> **TEXT PASSAGE**
Sep 21, 2016 I Paul Seaburn

Fly to the Stratosphere For Only $75,000

While Elon Musk, Jeff Bezos and occasionally Richard Branson get all of the attention for their successes and failures in commercializing space travel and bringing it to the (rich) masses, a small Arizona firm is very close to implementing safe and affordable two-hour trips to the stratosphere for the unbelievably low price of $75,000 – no coupons needed. Why haven’t we heard about them? Could it be because we think rockets and planes are sexier than balloons?


At the 2016 Arizona SciTech Festival held last week in Scottsdale, World View Enterprises CEO and co-founder Jane Poynter brought everyone up-to-date on the project in her address. If her name sounds familiar, it could be because she was a designer and one of the original crew members who spent two years in the sealed, self-sustaining habitat known as Biosphere 2. She later founded Paragon Space Development Corporation, a developer of sustainable technologies for extreme conditions.

> **RAW DATA**
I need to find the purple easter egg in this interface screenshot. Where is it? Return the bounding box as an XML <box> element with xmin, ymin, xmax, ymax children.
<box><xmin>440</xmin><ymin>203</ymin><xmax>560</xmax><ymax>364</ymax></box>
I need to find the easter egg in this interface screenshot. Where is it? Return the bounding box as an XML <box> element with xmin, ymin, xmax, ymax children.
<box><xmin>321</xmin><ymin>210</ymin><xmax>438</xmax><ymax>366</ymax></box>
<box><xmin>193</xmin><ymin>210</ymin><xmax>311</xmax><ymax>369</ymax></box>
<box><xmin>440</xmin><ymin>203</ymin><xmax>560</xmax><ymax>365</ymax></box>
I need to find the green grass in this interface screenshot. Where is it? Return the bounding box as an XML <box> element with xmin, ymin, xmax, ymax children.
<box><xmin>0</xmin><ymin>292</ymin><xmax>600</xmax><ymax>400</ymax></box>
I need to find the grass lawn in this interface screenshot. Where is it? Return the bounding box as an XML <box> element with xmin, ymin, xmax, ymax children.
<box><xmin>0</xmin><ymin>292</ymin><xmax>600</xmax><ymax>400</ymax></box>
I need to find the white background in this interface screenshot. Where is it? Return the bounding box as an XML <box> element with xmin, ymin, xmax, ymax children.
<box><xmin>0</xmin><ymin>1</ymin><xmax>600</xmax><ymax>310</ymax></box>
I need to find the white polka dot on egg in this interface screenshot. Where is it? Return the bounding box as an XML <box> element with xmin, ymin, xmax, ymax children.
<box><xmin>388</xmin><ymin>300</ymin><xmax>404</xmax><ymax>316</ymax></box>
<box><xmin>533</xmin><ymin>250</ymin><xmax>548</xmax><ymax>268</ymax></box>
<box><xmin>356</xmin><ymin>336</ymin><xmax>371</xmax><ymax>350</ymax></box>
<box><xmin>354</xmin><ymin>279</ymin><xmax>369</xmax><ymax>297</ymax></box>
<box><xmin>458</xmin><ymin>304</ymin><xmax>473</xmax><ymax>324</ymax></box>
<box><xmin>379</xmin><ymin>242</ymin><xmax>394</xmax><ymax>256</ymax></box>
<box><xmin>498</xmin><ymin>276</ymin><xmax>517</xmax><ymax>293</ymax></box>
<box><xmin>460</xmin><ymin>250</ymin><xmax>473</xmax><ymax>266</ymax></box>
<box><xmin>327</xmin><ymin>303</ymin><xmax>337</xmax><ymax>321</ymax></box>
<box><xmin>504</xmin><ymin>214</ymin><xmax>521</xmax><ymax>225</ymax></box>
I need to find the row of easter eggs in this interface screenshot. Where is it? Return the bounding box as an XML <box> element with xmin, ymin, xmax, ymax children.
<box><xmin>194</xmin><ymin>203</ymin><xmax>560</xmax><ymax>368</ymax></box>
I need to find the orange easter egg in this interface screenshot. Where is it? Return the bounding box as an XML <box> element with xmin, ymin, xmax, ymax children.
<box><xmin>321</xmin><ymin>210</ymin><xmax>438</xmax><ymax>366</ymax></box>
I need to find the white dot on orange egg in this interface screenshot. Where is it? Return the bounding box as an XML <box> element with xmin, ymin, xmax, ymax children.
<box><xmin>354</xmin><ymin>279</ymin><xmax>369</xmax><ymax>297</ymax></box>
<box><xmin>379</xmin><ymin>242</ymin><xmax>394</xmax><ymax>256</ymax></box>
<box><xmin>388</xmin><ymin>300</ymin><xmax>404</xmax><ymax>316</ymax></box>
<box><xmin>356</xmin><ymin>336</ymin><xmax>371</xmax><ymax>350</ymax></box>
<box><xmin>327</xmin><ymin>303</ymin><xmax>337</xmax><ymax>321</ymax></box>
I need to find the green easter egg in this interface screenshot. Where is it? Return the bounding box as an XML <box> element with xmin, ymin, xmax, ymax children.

> **YOUR GOAL**
In the article on stratosphere flights, what company did Jane Poynter found after her time in Biosphere 2?

> **ANSWER IN FULL**
Paragon Space Development Corporation